— SELECTED EXTRACT —
###

Hurricane Irma pounds Florida coastline Sunday

Hurricane Irma pounds Florida coastline Sunday

By Marvin Schrebe

Hurricane Irma pounded the Florida coastline Sunday as a powerful category four storm. Irma brought with it the expected power outages and as of 5:00PM Tuesday CBS News reported that two million homes have had power restored. Irma also brought with it something that officials
may not have expected as there has been a dramatic increase in the number of snake bites as people are wading or swimming in snake infested waters. CBS News reports that officials are urging people not to take chances and to avoid the flood waters if at all possible. CBS
Action News viewer Debbie Womack reported that her son killed a large snake in the Jacksonville are that had been displaced by the storm. Along with displaced wildlife Florida Department of Health officials told CBS that the flood waters contain fecal matter and other debris
that make the waters an extreme health hazard.

ABC News reports that the death toll from Hurricane Irma has risen to twelve in the USA as rescue efforts continue in Florida and other effected areas. They too report that power has been restored to around two million homes and that millions more remain without power. ABC
reports that Florida Power & Light Company has restored power to 2.3 million customers while 4 million remain without power.

The Florida Keys have been opened so evacuees can return and ABC affiliate WPLG-TV reported that many Floridians who anticipated the okay to return parked their cars along Interstate One to be sure they could get into their homes as quickly as possible. Officials told ABC
that food, water, medicine, and other supplies are still in short supply in Monroe County, which includes the Keys so officials are urging people to return slowly while distribution centers are opened.

FEMA officials estimate that 10,000 people remained in the Keys despite evacuation orders and officials want to complete search and rescue efforts.

In Miami resident Joe Kiener said he has endured numerous storms in the Caribbean but he has never endured a storm like Irma. “I’ve been in Miami for two years, which is prone to flooding, but this is completely out of the norm,” Kiener told ABC News.

The Chicago Tribune reported Tuesday that Federal Emergency Management Agency officials estimate that one-fourth of the homes in the Florida Keys have been destroyed. “It’s going to be pretty hard for those coming home,” Petrona Hernandez told the Tribune. It’s going to be
devastating to them.”

“We’ve got a lot of work to do but we’re going to come together,” the Chicago Tribune quoted Governor Rick Scott as saying. “We’re going to get this state rebuilt.”

###

— Saved entries —
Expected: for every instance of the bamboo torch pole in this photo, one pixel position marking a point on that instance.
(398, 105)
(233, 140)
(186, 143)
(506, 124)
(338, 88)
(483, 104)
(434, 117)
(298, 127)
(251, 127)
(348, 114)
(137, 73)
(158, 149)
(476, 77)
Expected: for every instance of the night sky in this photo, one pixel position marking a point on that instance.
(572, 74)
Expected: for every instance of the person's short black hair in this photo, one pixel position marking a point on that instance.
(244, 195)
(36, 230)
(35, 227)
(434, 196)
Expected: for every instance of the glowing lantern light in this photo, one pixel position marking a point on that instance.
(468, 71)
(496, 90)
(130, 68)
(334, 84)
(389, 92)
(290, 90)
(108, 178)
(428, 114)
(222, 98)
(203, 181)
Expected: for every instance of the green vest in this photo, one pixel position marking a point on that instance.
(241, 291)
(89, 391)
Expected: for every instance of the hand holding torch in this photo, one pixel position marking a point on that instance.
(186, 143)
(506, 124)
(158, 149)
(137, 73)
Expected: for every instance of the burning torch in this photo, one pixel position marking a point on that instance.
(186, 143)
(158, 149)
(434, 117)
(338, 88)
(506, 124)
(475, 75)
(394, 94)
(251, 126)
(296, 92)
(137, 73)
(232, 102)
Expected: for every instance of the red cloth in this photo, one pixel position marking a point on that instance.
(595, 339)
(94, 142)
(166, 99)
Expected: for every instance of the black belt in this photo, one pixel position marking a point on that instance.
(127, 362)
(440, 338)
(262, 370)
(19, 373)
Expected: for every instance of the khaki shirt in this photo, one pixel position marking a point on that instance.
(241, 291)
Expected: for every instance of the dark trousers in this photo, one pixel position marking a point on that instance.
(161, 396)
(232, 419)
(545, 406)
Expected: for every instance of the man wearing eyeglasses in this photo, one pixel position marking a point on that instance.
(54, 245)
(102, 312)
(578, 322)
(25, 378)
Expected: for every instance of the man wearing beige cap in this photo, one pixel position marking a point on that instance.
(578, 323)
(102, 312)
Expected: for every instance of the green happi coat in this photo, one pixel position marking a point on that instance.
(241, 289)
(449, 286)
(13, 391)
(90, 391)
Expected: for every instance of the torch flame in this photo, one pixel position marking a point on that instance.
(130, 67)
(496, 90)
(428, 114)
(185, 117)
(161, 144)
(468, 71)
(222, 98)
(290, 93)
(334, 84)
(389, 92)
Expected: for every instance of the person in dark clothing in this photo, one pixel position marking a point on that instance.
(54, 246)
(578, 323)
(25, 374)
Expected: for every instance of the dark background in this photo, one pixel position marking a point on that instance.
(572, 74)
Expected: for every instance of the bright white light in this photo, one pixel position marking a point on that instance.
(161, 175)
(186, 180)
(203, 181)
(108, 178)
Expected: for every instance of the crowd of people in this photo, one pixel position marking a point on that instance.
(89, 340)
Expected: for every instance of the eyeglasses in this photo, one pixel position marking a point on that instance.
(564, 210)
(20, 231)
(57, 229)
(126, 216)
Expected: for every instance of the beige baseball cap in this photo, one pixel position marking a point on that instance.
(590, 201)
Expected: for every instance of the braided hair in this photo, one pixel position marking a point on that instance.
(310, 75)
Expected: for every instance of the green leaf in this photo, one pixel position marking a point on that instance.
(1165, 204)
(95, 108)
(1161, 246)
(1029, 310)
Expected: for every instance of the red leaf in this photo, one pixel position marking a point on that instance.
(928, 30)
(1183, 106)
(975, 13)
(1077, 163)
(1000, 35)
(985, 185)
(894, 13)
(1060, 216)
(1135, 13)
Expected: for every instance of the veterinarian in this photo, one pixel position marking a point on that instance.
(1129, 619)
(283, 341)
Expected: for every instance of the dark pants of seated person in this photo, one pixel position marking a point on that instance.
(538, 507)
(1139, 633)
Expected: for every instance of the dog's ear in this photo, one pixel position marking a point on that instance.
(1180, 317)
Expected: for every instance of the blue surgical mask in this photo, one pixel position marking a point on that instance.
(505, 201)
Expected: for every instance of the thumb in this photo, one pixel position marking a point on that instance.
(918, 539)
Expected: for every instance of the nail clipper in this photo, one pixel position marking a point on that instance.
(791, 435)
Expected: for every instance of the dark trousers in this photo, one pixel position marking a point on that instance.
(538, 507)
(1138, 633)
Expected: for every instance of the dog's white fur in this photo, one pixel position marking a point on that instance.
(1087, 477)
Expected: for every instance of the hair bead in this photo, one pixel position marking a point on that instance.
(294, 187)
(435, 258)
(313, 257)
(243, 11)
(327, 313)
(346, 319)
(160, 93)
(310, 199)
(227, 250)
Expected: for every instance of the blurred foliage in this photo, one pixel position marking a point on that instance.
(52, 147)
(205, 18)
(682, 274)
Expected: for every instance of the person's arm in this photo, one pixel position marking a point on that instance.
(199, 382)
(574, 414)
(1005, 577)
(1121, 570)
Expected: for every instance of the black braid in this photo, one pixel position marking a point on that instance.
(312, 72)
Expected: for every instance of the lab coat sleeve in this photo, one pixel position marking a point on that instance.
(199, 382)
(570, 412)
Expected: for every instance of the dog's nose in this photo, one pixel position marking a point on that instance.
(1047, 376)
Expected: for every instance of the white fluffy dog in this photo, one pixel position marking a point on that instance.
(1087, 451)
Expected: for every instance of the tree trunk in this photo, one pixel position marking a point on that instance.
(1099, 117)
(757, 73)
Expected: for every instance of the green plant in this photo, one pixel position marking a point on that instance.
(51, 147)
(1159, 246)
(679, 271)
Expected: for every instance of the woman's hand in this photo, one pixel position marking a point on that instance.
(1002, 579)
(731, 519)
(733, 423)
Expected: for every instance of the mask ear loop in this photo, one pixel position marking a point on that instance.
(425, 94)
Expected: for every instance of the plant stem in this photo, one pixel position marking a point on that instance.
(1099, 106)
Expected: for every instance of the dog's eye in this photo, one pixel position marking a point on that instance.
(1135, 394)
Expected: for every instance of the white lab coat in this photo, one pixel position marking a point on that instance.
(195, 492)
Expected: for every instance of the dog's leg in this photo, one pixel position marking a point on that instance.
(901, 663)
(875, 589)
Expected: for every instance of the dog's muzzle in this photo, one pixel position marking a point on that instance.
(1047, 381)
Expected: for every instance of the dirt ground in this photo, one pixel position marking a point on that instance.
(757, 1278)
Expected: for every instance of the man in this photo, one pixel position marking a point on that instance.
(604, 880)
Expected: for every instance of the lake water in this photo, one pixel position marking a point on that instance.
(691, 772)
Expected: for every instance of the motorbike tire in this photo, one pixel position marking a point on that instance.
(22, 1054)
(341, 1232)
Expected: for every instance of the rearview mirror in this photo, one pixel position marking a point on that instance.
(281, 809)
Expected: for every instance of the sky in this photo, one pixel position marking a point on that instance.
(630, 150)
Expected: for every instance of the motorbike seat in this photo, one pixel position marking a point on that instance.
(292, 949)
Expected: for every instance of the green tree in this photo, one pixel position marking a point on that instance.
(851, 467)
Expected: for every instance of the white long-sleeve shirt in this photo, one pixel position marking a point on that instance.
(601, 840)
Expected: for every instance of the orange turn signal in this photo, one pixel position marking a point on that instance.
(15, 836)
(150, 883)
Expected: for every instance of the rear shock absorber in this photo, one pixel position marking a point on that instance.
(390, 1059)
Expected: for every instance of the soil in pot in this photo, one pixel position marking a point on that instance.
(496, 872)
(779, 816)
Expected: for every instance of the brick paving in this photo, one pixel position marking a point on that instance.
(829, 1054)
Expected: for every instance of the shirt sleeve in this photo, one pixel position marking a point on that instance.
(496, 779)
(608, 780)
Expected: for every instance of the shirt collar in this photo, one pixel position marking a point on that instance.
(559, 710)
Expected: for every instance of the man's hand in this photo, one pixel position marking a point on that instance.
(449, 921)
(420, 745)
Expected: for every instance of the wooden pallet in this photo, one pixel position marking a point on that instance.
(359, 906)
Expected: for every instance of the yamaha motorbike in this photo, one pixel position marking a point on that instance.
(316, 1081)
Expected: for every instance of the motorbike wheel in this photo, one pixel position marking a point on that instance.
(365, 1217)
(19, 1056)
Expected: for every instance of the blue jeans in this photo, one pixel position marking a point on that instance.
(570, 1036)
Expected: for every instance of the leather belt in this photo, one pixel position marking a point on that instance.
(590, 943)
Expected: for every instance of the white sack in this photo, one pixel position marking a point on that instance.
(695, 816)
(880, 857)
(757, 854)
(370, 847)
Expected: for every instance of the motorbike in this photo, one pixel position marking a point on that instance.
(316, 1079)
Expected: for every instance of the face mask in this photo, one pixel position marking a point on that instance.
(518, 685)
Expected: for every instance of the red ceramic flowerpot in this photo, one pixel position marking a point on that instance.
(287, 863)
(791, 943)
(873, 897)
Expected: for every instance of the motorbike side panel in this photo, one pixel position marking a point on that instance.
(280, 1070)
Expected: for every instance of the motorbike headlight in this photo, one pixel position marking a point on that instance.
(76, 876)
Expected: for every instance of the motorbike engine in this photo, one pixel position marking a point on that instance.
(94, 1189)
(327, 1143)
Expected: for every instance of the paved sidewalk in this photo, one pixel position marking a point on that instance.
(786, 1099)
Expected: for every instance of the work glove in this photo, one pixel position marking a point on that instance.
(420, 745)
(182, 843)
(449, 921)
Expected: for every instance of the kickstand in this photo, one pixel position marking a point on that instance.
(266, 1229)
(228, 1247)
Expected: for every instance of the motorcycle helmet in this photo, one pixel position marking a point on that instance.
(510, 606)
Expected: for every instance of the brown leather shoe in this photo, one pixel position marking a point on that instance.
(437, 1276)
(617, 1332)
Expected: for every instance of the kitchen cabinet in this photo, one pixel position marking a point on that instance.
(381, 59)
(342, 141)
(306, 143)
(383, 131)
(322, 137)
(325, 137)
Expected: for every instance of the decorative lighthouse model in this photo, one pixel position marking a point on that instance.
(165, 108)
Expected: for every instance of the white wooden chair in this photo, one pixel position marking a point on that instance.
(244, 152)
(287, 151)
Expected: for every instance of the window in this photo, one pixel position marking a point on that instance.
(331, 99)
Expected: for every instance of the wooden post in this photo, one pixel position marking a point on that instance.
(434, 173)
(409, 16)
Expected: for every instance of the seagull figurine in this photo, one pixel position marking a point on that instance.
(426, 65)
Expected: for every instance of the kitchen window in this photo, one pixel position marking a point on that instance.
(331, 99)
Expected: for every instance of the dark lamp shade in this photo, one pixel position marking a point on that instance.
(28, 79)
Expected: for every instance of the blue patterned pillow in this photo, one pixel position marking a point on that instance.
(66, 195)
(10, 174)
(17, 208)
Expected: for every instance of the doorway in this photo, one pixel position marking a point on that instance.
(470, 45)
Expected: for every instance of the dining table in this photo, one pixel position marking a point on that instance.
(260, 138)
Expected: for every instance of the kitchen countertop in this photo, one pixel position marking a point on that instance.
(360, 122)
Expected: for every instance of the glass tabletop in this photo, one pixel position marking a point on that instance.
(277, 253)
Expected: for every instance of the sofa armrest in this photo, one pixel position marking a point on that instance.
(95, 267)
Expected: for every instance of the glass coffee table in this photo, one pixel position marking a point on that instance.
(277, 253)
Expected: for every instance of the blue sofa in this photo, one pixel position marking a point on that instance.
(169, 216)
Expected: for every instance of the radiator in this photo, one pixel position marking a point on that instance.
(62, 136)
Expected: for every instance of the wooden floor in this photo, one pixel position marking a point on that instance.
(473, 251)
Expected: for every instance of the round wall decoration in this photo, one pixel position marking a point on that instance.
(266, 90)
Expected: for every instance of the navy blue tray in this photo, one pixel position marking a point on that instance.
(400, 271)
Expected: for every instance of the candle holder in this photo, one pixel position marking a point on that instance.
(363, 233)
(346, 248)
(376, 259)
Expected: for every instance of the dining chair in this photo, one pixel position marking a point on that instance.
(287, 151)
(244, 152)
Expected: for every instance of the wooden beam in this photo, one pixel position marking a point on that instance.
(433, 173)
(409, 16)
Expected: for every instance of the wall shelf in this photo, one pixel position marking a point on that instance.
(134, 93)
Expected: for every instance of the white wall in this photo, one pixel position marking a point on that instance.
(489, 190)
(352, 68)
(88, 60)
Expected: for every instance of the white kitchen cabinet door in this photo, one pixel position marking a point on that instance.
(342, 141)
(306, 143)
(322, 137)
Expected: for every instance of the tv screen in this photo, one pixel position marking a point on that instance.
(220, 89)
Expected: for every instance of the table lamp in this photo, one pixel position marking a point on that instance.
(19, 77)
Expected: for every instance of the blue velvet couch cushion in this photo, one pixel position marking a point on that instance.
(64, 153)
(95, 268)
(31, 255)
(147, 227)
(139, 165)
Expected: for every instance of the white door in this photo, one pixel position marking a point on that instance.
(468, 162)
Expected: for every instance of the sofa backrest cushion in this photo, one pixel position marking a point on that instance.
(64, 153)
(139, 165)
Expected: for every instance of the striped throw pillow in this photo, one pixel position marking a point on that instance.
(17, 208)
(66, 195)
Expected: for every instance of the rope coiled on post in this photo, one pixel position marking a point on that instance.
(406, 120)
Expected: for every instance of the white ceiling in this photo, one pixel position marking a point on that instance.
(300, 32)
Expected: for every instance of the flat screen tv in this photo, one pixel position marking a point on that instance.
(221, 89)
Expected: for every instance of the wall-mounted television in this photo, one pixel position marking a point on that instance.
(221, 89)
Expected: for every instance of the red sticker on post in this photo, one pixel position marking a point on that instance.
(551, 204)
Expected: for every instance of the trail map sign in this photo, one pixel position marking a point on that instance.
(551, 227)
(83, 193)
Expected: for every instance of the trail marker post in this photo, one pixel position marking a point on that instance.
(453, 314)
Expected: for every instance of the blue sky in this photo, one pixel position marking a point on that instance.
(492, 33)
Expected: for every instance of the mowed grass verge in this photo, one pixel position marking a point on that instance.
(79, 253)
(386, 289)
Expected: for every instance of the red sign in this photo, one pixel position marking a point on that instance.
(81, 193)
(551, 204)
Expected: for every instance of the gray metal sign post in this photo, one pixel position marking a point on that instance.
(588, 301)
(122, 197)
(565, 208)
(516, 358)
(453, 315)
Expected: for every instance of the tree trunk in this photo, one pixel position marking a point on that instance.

###

— CHECK YOUR UNDERSTANDING —
1. Write out part of the Hurricane Irma article word for word, beginning at the words "The Florida Keys have been opened" and stopping after "and rescue efforts.".
2. In the Hurricane Irma article, what share of the homes in the Florida Keys do Federal Emergency Management Agency officials estimate were destroyed?

— SOLUTION LIST —
1.
The Florida Keys have been opened so evacuees can return and ABC affiliate WPLG-TV reported that many Floridians who anticipated the okay to return parked their cars along Interstate One to be sure they could get into their homes as quickly as possible. Officials told ABC
that food, water, medicine, and other supplies are still in short supply in Monroe County, which includes the Keys so officials are urging people to return slowly while distribution centers are opened.

FEMA officials estimate that 10,000 people remained in the Keys despite evacuation orders and officials want to complete search and rescue efforts.

2. One-fourth of the homes.